___ Entries

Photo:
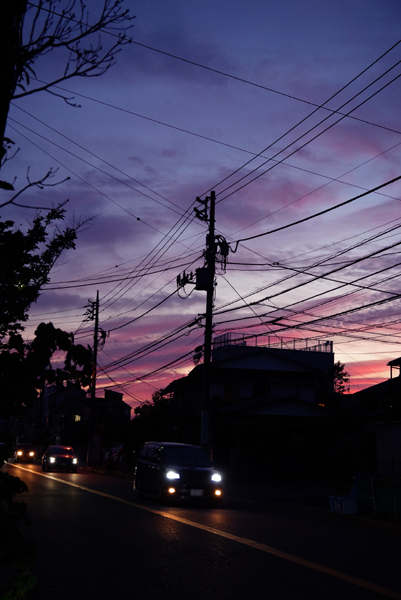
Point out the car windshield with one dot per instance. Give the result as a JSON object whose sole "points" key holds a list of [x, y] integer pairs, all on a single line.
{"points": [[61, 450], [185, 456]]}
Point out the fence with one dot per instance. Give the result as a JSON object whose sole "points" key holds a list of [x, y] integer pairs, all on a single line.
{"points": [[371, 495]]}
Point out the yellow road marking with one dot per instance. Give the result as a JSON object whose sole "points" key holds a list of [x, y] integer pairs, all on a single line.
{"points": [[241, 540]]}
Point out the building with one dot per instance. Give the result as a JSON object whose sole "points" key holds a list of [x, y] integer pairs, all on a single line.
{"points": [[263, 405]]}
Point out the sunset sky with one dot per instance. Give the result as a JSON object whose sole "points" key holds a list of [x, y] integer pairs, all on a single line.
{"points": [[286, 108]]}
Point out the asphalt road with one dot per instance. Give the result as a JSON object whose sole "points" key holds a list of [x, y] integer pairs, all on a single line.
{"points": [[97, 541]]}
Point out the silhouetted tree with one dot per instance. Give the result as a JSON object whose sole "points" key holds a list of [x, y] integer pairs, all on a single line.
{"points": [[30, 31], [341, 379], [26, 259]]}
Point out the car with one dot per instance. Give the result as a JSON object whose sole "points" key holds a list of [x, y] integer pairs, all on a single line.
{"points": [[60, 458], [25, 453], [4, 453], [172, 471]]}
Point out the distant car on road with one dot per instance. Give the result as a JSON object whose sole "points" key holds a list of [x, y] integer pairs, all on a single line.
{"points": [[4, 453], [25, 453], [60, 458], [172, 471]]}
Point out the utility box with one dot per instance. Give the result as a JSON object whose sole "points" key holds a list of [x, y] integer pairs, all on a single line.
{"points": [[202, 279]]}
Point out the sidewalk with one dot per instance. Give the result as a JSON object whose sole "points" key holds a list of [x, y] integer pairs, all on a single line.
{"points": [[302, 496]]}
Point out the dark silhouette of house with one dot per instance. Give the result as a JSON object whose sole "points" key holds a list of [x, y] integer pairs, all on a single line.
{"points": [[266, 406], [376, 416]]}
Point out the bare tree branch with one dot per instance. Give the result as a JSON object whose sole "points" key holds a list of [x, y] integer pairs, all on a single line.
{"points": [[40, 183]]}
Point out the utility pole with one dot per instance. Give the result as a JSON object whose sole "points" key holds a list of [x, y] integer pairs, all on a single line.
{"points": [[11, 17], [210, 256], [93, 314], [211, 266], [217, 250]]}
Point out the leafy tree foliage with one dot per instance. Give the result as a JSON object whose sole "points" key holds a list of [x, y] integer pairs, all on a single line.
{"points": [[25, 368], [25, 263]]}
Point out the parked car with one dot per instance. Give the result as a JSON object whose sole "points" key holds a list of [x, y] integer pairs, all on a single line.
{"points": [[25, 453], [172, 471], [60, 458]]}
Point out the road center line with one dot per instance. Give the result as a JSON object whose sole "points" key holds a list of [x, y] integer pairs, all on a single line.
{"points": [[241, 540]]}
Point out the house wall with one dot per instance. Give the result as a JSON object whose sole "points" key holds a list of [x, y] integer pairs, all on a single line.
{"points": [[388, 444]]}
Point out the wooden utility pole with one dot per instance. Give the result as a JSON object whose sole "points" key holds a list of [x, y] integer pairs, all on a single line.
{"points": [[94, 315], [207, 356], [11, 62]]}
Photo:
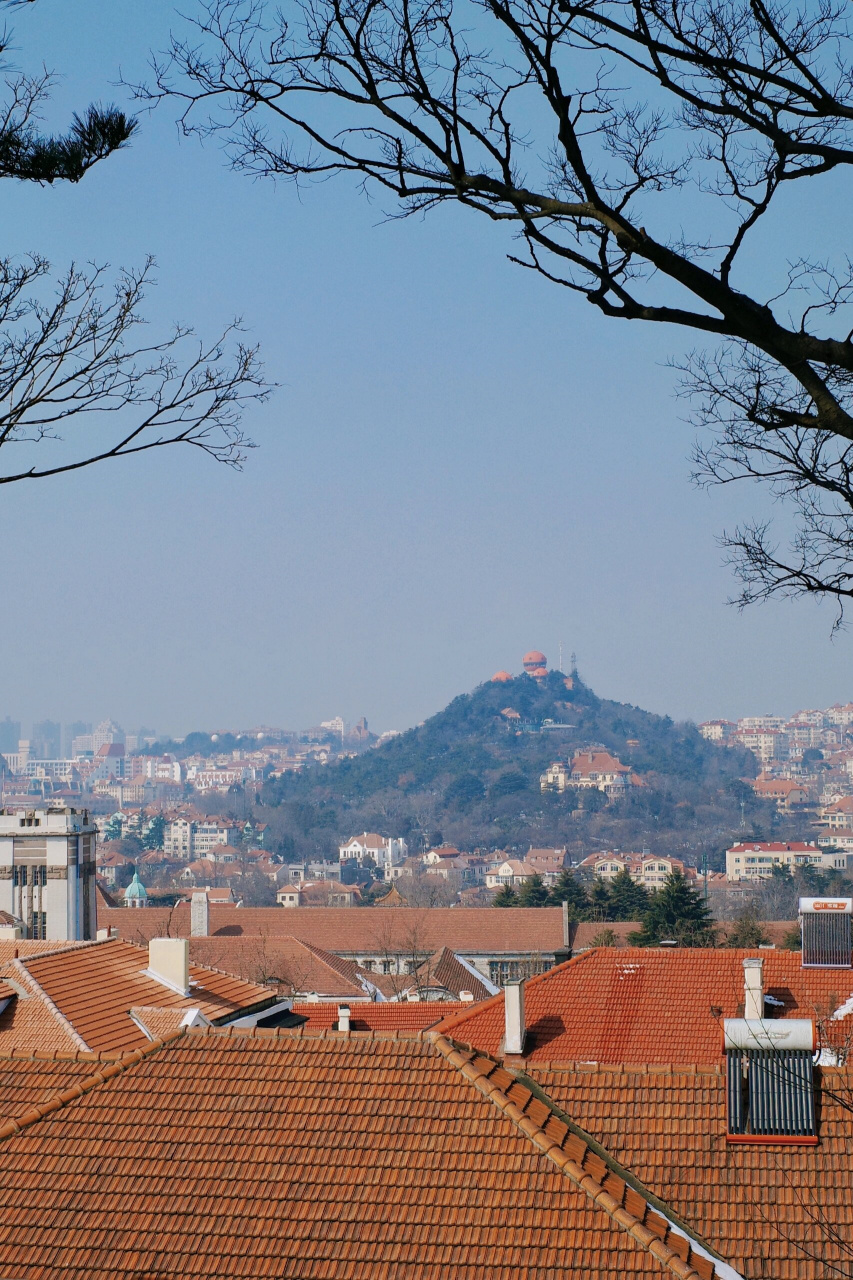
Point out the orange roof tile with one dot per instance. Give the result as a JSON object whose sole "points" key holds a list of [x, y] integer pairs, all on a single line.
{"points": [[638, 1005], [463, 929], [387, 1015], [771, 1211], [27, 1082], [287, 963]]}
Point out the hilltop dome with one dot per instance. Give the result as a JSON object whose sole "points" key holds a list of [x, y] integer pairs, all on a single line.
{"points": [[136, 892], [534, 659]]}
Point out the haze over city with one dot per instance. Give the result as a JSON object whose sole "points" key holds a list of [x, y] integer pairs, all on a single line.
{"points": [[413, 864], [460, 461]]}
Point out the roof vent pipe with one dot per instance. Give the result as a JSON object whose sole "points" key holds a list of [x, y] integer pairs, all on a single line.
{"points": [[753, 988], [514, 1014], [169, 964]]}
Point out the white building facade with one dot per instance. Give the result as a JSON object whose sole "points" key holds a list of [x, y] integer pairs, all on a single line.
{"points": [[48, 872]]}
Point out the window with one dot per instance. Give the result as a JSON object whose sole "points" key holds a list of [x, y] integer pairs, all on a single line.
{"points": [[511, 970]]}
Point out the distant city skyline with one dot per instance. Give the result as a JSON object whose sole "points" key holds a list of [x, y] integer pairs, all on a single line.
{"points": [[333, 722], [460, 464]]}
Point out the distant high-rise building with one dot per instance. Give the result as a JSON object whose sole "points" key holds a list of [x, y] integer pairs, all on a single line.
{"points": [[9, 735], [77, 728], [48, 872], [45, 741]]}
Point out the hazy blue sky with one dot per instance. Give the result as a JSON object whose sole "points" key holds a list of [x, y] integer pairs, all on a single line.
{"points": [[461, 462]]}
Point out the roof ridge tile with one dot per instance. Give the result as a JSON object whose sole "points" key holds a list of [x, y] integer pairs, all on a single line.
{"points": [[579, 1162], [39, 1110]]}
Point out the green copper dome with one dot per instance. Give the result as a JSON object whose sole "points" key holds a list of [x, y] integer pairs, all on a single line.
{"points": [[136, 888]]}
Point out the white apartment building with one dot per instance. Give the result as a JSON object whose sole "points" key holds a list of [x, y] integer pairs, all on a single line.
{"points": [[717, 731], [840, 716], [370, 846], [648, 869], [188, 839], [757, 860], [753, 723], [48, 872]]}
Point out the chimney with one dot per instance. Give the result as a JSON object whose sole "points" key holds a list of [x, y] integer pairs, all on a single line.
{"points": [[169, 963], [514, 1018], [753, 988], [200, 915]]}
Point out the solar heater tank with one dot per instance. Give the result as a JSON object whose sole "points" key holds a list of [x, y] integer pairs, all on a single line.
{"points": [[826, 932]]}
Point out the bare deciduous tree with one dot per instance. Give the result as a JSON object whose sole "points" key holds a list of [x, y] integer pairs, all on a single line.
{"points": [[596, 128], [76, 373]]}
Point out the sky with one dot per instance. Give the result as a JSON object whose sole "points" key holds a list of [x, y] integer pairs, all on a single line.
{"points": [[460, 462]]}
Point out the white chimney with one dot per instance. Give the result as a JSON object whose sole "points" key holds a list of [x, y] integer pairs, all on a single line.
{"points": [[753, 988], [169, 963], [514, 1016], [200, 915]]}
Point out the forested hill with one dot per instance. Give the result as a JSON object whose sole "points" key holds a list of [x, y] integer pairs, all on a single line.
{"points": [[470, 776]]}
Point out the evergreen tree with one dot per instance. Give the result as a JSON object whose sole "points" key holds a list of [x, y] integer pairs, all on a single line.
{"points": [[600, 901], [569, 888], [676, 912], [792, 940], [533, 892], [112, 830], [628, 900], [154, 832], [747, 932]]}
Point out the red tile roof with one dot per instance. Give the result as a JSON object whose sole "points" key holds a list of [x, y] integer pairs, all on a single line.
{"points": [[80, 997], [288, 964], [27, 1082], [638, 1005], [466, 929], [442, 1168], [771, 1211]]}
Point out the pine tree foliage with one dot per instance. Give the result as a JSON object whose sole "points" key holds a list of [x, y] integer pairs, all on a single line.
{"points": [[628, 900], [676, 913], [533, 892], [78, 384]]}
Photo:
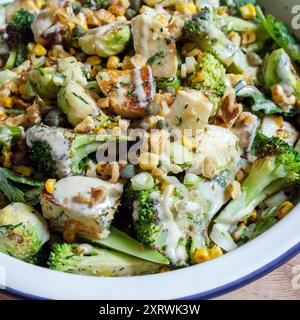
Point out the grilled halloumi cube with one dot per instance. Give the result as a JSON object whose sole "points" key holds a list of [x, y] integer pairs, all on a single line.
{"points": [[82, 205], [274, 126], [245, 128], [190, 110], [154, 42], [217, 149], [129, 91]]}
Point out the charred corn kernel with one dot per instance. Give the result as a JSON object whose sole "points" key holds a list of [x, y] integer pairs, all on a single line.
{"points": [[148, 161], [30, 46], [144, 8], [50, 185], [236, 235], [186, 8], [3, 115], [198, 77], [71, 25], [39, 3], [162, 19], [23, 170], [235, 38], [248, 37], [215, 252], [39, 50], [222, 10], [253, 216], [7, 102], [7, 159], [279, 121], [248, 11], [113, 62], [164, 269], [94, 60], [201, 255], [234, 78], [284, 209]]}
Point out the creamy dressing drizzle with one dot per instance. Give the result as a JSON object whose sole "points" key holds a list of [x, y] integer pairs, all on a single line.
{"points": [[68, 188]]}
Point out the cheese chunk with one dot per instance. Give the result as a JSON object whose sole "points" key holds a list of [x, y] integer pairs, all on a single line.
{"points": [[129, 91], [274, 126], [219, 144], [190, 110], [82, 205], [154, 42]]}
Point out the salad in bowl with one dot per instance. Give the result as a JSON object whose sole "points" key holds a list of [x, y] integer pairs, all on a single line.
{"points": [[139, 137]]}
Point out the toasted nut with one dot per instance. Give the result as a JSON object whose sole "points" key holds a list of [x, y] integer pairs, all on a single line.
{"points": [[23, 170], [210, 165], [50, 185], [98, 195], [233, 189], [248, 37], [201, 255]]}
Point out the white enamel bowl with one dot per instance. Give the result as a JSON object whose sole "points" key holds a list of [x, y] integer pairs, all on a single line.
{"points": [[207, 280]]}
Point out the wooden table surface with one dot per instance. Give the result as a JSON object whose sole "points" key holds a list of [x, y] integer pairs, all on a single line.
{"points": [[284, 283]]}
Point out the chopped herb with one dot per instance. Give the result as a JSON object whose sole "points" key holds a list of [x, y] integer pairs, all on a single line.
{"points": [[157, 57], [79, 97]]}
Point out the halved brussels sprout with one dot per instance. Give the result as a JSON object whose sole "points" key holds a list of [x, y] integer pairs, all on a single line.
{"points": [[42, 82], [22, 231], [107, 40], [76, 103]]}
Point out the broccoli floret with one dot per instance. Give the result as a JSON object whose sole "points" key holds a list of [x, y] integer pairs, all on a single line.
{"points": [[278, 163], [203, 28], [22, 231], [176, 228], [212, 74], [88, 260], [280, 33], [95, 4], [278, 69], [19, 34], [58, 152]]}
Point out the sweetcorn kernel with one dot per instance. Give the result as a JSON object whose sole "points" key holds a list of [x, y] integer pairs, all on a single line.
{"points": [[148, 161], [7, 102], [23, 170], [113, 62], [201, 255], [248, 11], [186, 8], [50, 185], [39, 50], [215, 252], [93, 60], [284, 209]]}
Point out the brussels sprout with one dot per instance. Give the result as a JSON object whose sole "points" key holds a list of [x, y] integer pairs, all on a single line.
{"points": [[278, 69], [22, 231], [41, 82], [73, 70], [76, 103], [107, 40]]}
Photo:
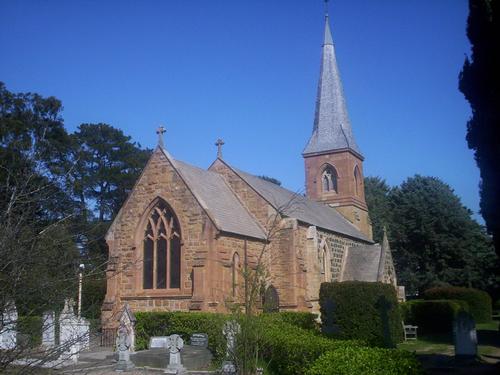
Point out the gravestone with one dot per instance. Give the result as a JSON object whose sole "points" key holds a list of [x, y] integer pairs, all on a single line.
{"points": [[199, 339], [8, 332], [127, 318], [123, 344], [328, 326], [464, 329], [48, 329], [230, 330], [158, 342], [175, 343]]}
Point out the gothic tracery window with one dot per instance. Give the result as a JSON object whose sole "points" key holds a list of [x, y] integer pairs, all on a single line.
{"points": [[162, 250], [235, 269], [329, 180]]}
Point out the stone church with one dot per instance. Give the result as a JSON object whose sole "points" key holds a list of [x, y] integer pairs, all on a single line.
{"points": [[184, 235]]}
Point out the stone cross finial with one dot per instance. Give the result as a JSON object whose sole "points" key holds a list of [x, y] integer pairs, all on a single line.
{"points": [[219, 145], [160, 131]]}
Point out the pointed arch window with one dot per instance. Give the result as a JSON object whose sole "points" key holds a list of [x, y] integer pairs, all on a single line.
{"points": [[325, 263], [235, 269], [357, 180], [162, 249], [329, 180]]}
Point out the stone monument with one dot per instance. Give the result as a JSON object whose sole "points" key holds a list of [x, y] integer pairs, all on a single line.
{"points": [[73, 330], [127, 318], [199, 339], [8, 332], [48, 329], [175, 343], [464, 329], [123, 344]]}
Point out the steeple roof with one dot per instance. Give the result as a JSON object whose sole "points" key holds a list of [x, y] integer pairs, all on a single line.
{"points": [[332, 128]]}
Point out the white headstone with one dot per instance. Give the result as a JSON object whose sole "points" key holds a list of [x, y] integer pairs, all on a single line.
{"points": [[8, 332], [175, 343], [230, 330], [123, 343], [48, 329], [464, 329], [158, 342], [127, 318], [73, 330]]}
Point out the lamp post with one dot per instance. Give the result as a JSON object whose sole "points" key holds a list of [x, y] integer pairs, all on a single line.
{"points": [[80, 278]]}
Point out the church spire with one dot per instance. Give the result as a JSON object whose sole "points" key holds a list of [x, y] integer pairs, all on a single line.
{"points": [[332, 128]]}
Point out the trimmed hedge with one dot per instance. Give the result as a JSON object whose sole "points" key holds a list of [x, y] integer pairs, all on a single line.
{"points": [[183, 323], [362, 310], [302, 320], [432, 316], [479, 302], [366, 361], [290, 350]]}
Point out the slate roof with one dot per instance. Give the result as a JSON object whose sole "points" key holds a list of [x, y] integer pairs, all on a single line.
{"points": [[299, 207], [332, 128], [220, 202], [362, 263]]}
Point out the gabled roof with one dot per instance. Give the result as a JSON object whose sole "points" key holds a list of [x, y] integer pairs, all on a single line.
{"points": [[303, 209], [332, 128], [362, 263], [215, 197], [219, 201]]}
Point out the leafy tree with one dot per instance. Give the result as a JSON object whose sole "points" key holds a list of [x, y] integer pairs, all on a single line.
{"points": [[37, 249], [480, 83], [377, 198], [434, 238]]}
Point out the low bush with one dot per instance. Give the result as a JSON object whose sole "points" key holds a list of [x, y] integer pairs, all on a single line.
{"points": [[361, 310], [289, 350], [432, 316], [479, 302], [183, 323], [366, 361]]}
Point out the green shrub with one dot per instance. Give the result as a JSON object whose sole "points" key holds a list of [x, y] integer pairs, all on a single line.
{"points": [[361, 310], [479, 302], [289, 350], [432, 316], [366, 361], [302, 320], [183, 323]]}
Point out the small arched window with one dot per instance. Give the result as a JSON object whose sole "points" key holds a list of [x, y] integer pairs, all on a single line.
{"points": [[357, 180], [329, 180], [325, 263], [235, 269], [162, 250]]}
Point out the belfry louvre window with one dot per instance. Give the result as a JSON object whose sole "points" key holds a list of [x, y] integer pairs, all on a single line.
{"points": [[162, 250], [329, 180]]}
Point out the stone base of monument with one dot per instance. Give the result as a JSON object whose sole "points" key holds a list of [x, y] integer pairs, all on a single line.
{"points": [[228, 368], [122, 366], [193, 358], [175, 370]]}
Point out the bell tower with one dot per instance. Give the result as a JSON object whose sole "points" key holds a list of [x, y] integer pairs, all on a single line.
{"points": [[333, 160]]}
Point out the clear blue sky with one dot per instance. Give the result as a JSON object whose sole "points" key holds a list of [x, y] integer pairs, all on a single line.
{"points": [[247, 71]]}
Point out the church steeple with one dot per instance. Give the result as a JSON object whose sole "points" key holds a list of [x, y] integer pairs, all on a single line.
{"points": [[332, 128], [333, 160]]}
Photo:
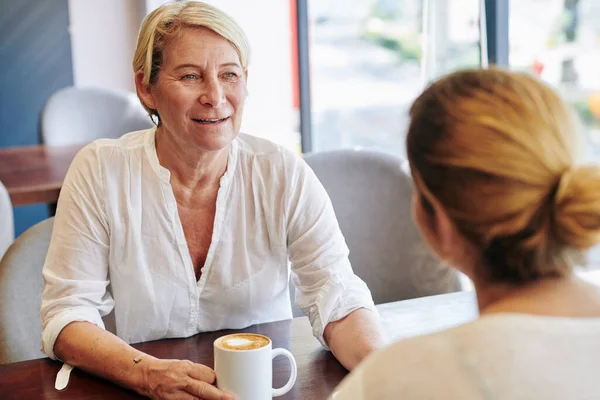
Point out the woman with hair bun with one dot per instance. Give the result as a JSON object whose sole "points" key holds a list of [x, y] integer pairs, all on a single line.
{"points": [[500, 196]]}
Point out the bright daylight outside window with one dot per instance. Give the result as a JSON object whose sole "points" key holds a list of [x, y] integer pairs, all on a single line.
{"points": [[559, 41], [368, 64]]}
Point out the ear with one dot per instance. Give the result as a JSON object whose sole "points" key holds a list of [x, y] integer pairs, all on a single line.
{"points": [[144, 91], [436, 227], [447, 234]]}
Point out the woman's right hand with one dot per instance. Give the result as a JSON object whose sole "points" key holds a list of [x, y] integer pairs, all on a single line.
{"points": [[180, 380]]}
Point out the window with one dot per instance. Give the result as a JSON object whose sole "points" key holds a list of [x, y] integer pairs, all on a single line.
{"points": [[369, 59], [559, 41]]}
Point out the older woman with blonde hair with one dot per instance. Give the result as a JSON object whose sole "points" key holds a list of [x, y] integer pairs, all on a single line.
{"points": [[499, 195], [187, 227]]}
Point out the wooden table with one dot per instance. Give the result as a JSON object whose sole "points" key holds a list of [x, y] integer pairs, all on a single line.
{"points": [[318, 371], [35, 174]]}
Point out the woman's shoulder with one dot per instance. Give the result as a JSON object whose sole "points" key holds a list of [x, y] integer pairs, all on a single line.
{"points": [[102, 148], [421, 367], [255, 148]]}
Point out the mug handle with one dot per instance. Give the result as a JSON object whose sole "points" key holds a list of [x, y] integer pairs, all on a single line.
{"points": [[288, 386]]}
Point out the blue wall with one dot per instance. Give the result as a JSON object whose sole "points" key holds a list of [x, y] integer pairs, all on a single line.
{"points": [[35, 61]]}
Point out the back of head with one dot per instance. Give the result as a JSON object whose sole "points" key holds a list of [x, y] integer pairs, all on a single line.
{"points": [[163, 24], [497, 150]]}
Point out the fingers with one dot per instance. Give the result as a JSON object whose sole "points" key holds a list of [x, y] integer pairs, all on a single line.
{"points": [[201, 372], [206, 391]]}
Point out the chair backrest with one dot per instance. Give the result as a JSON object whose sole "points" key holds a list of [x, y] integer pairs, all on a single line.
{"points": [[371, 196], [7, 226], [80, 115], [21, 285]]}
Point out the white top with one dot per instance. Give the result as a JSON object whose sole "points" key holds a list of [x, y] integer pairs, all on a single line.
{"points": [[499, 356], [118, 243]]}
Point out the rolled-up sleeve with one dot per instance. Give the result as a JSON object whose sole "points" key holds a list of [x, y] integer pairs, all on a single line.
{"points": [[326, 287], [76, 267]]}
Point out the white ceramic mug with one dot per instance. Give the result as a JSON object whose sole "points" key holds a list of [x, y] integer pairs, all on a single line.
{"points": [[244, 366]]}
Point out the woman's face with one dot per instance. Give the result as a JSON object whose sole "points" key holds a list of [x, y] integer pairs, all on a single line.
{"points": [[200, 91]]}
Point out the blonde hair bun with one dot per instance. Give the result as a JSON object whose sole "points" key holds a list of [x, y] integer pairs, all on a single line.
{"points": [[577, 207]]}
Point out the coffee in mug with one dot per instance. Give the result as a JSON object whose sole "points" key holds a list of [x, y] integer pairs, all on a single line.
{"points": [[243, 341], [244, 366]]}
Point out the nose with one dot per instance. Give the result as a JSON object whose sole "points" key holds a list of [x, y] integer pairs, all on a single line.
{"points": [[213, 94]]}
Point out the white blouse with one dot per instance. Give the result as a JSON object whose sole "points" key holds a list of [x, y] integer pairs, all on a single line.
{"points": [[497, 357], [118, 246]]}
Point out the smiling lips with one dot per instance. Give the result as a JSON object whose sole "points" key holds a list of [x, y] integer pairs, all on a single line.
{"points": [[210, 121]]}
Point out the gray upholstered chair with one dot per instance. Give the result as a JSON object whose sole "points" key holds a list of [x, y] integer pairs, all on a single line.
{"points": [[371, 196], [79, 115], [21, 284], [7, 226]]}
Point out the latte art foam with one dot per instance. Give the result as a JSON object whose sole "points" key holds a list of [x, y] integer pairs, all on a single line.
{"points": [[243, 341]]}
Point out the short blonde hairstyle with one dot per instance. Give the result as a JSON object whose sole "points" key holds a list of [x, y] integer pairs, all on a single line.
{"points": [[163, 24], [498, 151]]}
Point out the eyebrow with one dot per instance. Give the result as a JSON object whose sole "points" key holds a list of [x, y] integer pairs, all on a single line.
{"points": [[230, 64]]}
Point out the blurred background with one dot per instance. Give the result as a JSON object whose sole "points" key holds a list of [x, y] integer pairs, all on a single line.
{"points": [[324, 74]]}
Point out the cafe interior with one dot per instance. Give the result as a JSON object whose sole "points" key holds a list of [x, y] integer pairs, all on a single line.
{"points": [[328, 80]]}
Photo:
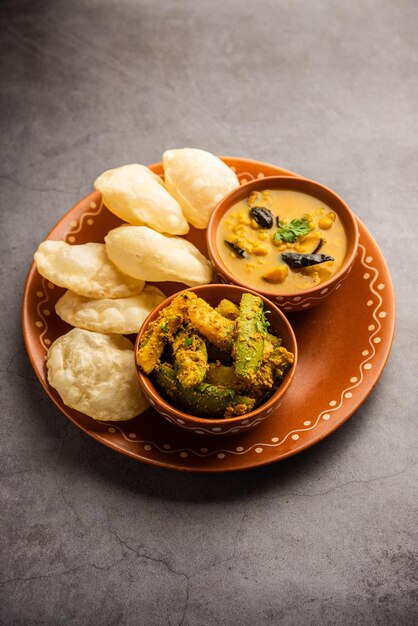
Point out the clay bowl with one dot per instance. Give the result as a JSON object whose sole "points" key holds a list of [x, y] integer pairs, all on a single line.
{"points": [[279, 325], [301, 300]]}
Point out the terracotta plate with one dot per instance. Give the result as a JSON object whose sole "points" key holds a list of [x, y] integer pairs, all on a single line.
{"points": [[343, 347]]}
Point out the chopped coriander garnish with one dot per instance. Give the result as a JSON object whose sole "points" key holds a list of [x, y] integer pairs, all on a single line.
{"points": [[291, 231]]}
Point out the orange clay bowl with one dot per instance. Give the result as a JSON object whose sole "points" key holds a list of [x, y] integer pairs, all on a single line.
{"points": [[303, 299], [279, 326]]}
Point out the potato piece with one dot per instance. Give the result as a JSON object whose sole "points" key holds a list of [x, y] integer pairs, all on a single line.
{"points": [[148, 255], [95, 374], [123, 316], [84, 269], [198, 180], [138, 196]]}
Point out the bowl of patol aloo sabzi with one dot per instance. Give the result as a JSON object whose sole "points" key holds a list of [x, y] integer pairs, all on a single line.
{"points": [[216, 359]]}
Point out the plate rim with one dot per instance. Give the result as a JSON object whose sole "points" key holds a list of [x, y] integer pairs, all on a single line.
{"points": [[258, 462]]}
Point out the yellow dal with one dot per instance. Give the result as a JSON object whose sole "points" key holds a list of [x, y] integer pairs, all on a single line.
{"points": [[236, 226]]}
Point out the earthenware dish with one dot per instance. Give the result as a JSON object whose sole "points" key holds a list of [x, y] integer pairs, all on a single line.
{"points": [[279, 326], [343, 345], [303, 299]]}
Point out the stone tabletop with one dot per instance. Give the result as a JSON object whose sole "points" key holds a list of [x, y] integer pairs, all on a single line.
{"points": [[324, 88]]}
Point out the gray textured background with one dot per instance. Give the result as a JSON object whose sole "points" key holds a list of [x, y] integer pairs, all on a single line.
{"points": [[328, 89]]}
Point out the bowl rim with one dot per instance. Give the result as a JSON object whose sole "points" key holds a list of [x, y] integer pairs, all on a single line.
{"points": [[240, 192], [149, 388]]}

______

Given exercise: Extract the closing run of lines, starting with the one containing "Point out the stone tabletop" and ending at the last, exactly as written.

Solution for this exercise:
Point out the stone tabletop with one dot per instance. Give the result as a JSON object whose sole "points" key holds a list of [x, y] integer pairs, all on a single line.
{"points": [[324, 88]]}
Point out the gray textured background with one dot per instance. Give the result as a JSON object whose sole "points" key holds a list of [x, y] integer pairs, all on a single line.
{"points": [[328, 89]]}
Point out the bowl rim with one dot per instance. Give the result as a JSON object whose sole "points" key holds a list of [x, y] integer pairs, all on a single line.
{"points": [[240, 192], [149, 388]]}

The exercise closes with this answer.